| Task item |
In the material below, the lines from the one containing "target=pile of cranberries" through the one containing "target=red cranberry" are to be given again exactly, ends included, and no others.

| Raw data |

_____

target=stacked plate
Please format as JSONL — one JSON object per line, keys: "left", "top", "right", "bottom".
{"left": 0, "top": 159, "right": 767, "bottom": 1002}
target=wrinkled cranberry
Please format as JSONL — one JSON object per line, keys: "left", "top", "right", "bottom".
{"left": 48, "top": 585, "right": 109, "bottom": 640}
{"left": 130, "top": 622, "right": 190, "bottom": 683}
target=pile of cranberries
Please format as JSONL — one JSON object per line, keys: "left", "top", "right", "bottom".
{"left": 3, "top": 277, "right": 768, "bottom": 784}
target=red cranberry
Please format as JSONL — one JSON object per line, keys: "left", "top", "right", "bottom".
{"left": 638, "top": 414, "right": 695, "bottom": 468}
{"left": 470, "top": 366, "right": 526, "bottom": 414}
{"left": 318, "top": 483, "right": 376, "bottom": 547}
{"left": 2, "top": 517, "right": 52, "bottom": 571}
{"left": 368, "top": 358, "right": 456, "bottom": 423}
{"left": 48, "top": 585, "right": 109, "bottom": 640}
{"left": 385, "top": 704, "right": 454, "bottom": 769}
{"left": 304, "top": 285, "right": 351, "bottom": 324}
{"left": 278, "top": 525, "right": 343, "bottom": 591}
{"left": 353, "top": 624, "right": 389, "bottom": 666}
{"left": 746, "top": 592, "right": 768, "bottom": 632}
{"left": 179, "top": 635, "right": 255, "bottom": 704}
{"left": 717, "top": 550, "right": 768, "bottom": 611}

_____

| Problem solution |
target=pile of cranberries
Please format as JSONL — one JSON object per line, keys: "left", "top", "right", "bottom".
{"left": 3, "top": 277, "right": 768, "bottom": 784}
target=red cranberry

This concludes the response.